#### [SET TASK]
Can you reproduce the material below word for word, keeping every line as it stands?
##### DATA TO PROCESS
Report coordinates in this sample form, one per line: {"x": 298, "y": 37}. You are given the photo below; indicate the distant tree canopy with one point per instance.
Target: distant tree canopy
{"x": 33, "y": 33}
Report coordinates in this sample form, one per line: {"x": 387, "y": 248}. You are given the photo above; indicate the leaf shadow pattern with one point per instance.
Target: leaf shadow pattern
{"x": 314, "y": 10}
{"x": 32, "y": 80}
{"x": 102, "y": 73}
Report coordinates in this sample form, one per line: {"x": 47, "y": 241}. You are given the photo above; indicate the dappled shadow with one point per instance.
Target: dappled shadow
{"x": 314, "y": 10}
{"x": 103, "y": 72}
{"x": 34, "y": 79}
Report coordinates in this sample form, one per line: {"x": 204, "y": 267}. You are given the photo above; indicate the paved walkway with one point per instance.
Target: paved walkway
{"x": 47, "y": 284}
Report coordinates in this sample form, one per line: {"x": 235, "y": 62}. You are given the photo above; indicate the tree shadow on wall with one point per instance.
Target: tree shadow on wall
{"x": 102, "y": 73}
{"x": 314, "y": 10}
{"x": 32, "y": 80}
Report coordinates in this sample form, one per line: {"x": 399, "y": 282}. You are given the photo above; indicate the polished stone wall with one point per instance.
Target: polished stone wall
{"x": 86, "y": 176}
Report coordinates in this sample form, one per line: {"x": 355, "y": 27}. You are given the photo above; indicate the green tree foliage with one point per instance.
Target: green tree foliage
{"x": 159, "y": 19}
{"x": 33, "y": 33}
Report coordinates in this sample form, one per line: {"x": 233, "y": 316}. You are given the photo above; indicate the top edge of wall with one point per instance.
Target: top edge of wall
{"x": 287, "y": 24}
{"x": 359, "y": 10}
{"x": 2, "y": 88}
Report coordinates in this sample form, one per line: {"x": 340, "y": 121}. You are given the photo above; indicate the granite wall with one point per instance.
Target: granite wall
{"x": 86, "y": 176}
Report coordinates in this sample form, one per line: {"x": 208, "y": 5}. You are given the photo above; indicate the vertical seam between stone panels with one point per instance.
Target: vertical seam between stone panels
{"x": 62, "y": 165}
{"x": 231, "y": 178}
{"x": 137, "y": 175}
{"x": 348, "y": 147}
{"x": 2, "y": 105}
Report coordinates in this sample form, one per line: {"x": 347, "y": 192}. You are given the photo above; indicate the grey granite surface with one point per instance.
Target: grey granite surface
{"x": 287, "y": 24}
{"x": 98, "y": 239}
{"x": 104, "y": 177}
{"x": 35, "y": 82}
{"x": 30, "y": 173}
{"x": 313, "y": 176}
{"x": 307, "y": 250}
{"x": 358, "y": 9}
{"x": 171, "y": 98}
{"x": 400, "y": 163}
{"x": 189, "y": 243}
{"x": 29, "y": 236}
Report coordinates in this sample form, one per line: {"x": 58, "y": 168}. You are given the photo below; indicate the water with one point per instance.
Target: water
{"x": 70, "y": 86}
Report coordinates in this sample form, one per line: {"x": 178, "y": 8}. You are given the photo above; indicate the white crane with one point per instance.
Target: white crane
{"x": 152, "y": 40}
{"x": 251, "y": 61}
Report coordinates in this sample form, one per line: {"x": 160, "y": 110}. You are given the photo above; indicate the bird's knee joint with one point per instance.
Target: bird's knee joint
##########
#### [RESPONSE]
Report coordinates in this sample form, one per line: {"x": 298, "y": 37}. You are given the photo below; indicate the distant tree canopy with one point per instance.
Target: distant tree canopy
{"x": 33, "y": 33}
Report coordinates in this sample form, one per line: {"x": 387, "y": 248}. You are given the photo above; indicate the leaf shadow pattern with one point per instance.
Target: leaf shadow pattern
{"x": 314, "y": 10}
{"x": 32, "y": 80}
{"x": 102, "y": 73}
Report coordinates in this sample form, one per line: {"x": 47, "y": 241}. You are given the photo above; indicate the dappled shadow with one point per instance.
Target: dappled shadow
{"x": 314, "y": 10}
{"x": 103, "y": 72}
{"x": 34, "y": 79}
Report coordinates in this sample form, one per line: {"x": 204, "y": 267}. You are given the photo above; indicate the paved walkway with one point per instance.
Target: paved walkway
{"x": 47, "y": 284}
Report coordinates in this sample form, one per line: {"x": 235, "y": 62}. You are given the photo above; indicate the tree shadow on wall with one point per instance.
Target: tree shadow on wall
{"x": 102, "y": 73}
{"x": 314, "y": 10}
{"x": 32, "y": 80}
Report coordinates in this sample form, one per line: {"x": 399, "y": 282}. You are given the photo above; indicate the polished stone wall with one point per instance.
Target: polished stone wall
{"x": 86, "y": 176}
Report coordinates in this sample form, one per line: {"x": 355, "y": 27}. You are given the photo above; indicate the green tree foliage with one point per instance.
Target: green tree foliage
{"x": 159, "y": 19}
{"x": 33, "y": 33}
Report coordinates in this sample form, one per line: {"x": 233, "y": 316}. You are given the photo above; indicate the top edge of wall with one point per instance.
Target: top edge of wall
{"x": 287, "y": 24}
{"x": 359, "y": 10}
{"x": 2, "y": 88}
Report coordinates in this sample form, one per line: {"x": 340, "y": 121}. You are given the photo above; indicate the granite wall with one point per instance.
Target: granite wall
{"x": 86, "y": 176}
Report coordinates in this sample form, one per line: {"x": 208, "y": 5}. You are given the photo above; indicate the vertical seam between stone panels with one point per instance.
Target: vertical seam between stone panels
{"x": 62, "y": 165}
{"x": 231, "y": 178}
{"x": 137, "y": 175}
{"x": 348, "y": 147}
{"x": 2, "y": 105}
Report coordinates in this sample form, one per line: {"x": 347, "y": 192}. You are given the photo above; indicate the grey granite surface with one point per instance.
Target: grey granite surface
{"x": 287, "y": 24}
{"x": 98, "y": 239}
{"x": 104, "y": 177}
{"x": 35, "y": 82}
{"x": 30, "y": 173}
{"x": 313, "y": 176}
{"x": 307, "y": 250}
{"x": 358, "y": 9}
{"x": 171, "y": 98}
{"x": 400, "y": 163}
{"x": 189, "y": 243}
{"x": 29, "y": 236}
Report coordinates in this sample form, one per line: {"x": 58, "y": 168}. You are given the photo below; indicate the water with one point per instance.
Target: water
{"x": 70, "y": 86}
Report coordinates in this sample form, one per line: {"x": 178, "y": 8}. You are given the photo above; indicate the white crane with one point per instance.
Target: white crane
{"x": 152, "y": 40}
{"x": 251, "y": 61}
Report coordinates in this sample form, one per line: {"x": 160, "y": 110}. You are given the photo above; indicate the bird's knee joint with one point per instance.
Target: bird's knee joint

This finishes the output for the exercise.